— Begin —

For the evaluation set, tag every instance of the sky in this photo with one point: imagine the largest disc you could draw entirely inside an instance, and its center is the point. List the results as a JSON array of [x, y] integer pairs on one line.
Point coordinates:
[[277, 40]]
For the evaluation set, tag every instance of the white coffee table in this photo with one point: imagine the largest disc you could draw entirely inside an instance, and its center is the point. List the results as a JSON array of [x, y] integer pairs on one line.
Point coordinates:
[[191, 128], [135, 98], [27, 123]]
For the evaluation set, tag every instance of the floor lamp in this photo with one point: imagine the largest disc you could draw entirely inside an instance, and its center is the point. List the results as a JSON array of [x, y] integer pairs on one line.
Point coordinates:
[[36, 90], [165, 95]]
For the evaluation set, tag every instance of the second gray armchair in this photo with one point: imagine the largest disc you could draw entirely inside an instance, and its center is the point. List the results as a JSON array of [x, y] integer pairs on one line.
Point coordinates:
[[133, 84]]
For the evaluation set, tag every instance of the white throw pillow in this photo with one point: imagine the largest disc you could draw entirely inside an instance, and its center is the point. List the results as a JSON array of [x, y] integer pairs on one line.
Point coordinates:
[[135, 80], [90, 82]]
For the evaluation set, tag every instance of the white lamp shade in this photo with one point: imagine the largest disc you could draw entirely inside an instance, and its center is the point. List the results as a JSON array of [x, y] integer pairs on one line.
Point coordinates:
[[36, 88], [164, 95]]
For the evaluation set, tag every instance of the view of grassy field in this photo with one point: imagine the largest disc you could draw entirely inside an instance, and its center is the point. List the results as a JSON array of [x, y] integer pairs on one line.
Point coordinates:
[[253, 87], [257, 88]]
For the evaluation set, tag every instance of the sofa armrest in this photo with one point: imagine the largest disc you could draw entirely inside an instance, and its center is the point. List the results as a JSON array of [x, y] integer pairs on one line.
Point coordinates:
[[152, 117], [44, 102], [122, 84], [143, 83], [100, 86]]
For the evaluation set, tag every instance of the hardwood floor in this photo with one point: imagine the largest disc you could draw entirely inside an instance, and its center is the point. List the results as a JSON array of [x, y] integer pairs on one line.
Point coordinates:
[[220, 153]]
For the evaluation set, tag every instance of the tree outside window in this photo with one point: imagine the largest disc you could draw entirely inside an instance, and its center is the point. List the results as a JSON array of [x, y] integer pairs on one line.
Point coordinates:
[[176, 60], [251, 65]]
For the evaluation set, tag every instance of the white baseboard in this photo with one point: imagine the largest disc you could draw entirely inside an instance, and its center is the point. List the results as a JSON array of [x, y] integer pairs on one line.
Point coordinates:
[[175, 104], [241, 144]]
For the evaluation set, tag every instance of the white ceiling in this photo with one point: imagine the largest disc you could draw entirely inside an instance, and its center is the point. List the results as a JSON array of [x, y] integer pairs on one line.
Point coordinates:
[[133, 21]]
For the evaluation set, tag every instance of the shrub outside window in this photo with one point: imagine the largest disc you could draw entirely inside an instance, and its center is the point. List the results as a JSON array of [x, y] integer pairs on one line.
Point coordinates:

— End —

§ **What this task involves**
Please reproduce all of the material above word for word, line by line.

§ **Answer to the exercise**
For the evaluation set, tag every instance of the sky in this photo with one point: imagine the largest disc you could draw entirely inside an instance, and its center is the point. List the results as a JSON array of [x, y] integer pairs on one line.
Point coordinates:
[[277, 40]]
For the evaluation set, tag every instance of the white coffee table in this photo with one point: imagine the largest disc you could draw entirely inside an instance, and its center is the point. List the results as a JSON array of [x, y] integer pairs on one line.
Point coordinates:
[[191, 128], [135, 98], [27, 123]]
For the evaluation set, tag every instance of the floor lamp in this photo with one point: imagine the largest disc you could draw entirely inside an instance, and its center is the point. List the results as a JSON array of [x, y] integer pairs on one line.
Point coordinates:
[[36, 90], [165, 95]]
For the evaluation set, tag every instance of the second gray armchair in this photo with one point: imagine the largest disc you could draw entirely inside an instance, and its center is the point. List the results as a JSON array of [x, y] integer pairs on one line.
Point coordinates:
[[133, 84]]
For the evaluation set, tag every instance of the white throw pillow in this photo with one point: imagine the largest disc you could draw entirely inside an instance, and its center is the point. List the results as a JSON array of [x, y] integer pairs on one line.
Point coordinates:
[[135, 80], [90, 82]]
For the evaluation set, tag every instance of the white lamp shade in this photo with one point: imagine the largest disc you could draw entirely inside an instance, and its center is the point. List the results as a JSON array of [x, y] integer pairs on one line.
Point coordinates:
[[36, 88], [164, 95]]
For the evaluation set, tag every instance of the view of grassy field in this photo with one point: imagine the largest disc you could draw entirely inside an instance, and its center is the point. List the results as a JSON array of [x, y] integer pairs on one line.
Point coordinates:
[[253, 87], [257, 88]]
For the evaluation set, tag every instance of the sofa armrest in this photo with one point: imagine the largest disc you could draw entirely inside an instance, and its center is the point. List the results as a JSON array of [x, y] integer pairs on one line.
Point coordinates:
[[152, 117], [44, 102], [122, 84], [143, 83], [100, 86]]
For the evaluation set, tag every instance of the hardwood floor in this photo with one point: imagine the largest disc you could draw entirely inside an instance, and its center is the point. List the results as a JSON array of [x, y] integer pairs on one line.
Point coordinates:
[[220, 153]]
For the evaluation set, tag every instance of the tree outside window in this photo with one point: imagine the largest disc you could draw entirely inside an instance, and its center is the point. List the results as a JSON array of [x, y] integer pairs on one line.
Point coordinates:
[[176, 60], [251, 65]]
For the evaluation set, tag every instance of the white baseboard in this photo with one point: imagine the largest disc you could draw entirely inside an instance, and its center is the point. List the results as a JSON array of [x, y] integer pairs on one line.
Point coordinates:
[[175, 104], [241, 144]]
For the evaluation set, tag every instance of the white ceiling in this photo with one point: imagine the largest disc you could draw entirely inside an instance, and its center is the point. List the results as a JSON array of [x, y] integer pairs on one line.
Point coordinates:
[[133, 21]]
For the evaluation set, tag every instance of the shrub outside window in this photo with one point: imagine the largest disc you could draw entirely inside an instance, and its center is the point. List the results as a JSON array of [x, y] integer pairs on one line.
Point coordinates:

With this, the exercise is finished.